** begin Selected extract **
Item 1.                             Security and Issuer.

 

(a) This Schedule 13D relates to the shares of common stock, par value $0.001 per share (the “Common Stock”), of U.S. Auto Parts Network, Inc., a Delaware corporation (the “Issuer”).

 

(b) The Issuer’s principal executive office is located at 16941 Keegan Avenue, Carson, California 90746.

 

Item 2.                             Identity and Background.

 

(a) This statement is being filed by Mina Khazani and the Mina Khazani Living Trust, Dated May 30, 2007 (the “Reporting Persons”).

 

(b) The address of the principal place of business of Mina Khazani and the Mina Khazani Living Trust, Dated May 30, 2007 is 12320 21st Helena Drive, Los Angeles, CA 90049.

 

(c) Mina Khazani is President of Minaco Marketing, Inc. which is her principal occupation. The address of the principal place of business of Minaco Marketing, Inc. is 12320 21st Helena Drive, Los Angeles, CA 90049.
** end Selected extract **
** begin Raw records **
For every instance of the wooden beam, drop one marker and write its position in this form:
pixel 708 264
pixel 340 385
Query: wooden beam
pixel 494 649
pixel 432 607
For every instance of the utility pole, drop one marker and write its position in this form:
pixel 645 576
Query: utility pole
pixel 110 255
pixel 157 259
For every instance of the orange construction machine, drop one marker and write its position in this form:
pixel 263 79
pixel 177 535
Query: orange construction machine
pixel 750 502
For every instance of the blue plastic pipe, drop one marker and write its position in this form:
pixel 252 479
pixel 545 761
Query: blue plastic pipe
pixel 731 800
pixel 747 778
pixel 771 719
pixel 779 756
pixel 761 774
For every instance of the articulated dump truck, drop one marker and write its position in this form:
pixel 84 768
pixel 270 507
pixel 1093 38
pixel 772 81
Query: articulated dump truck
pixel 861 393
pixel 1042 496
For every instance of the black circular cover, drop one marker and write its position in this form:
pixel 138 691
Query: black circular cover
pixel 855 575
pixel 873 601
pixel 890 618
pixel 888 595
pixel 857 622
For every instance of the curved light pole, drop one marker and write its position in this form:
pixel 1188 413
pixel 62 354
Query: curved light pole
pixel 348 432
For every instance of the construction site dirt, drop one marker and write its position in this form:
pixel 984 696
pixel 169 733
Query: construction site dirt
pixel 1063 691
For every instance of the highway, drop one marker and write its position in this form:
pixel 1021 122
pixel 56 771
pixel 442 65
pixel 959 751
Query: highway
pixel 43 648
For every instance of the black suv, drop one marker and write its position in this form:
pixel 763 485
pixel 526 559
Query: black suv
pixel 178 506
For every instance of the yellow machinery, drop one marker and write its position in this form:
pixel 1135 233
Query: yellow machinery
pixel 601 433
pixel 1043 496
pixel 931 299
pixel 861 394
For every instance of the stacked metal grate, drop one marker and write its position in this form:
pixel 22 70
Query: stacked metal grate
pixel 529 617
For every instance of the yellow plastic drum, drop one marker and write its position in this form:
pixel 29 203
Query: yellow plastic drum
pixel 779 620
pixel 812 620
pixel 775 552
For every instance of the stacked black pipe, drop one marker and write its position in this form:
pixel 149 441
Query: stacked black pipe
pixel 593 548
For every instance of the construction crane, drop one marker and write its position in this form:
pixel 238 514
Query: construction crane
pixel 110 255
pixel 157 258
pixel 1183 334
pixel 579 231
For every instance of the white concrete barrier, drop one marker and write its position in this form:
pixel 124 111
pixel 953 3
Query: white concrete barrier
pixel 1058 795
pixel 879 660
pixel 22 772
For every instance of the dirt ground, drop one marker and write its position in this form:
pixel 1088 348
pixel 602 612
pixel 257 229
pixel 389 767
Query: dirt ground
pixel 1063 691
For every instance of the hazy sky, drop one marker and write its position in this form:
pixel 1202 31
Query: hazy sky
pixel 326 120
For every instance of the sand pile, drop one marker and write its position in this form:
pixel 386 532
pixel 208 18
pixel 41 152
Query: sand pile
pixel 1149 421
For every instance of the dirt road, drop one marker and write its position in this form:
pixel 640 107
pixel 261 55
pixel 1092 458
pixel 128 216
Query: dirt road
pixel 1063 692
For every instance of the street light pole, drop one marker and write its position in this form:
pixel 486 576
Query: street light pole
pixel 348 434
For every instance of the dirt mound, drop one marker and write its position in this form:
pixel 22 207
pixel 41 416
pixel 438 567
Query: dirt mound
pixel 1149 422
** end Raw records **
Written request >> Extend the Schedule 13D excerpt, picking up after its final sentence about the address of Minaco Marketing, Inc. The items have no connection to the Schedule 13D excerpt.

Task result >>
(d) During the last five years, none of the Reporting Persons have been convicted in a criminal proceeding (excluding traffic violations or similar misdemeanors).

 

(e) During the last five years, none of the Reporting Persons have been a party to a civil proceeding of a judicial or administrative body of competent jurisdiction and as a result of such proceeding was or is subject to a judgment, decree or final order enjoining future violations of, or prohibiting or mandating activities subject to, federal or state securities laws or finding any violation with respect to such laws.

 

(f) Mina Khazani is a United States citizen. The Mina Khazani Living Trust, Dated May 30, 2007 is a California living trust.

 

Item 3.                             Source and Amount of Funds or Other Consideration.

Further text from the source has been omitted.